Request >> Reproduce the listing below word for word, keeping every line in its original order.

━━━━━━━━━━━━━━━━

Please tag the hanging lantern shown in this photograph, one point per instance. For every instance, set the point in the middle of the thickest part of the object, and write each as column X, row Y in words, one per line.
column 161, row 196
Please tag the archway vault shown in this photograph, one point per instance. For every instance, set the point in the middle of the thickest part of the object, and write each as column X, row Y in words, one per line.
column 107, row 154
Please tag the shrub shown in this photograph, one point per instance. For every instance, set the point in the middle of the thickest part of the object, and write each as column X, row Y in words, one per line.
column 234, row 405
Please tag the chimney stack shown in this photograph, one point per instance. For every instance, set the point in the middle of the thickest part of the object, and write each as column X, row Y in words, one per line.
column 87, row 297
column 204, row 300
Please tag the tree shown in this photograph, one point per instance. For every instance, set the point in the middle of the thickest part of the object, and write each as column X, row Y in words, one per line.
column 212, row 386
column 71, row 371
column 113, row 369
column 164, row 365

━━━━━━━━━━━━━━━━

The output >>
Please tag the hanging lantern shown in this photograph, one point per instance. For every instance, set the point in the middle of the thickest part of the object, and write each as column X, row Y in words, one per line.
column 161, row 196
Please tag the archway vault shown in this photograph, one point per instance. For every instance, set the point in the middle of the thickest part of the object, and write each as column X, row Y in words, one per line.
column 107, row 154
Please tag the shrub shown in this photograph, one point per instance. For every instance, set the point in the middle of the thickest part of the object, and write each as column X, row Y in words, one per line.
column 234, row 405
Please tag the chimney stack shown in this photograph, one point per instance. For every instance, set the point in the middle of the thickest part of the object, and write each as column X, row Y in words, one per line.
column 87, row 297
column 204, row 300
Please tag the tree shown in this photograph, one point per instance. For every instance, set the point in the middle of the thickest part of the object, and write each as column X, row Y in words, one per line.
column 212, row 386
column 71, row 371
column 113, row 369
column 164, row 365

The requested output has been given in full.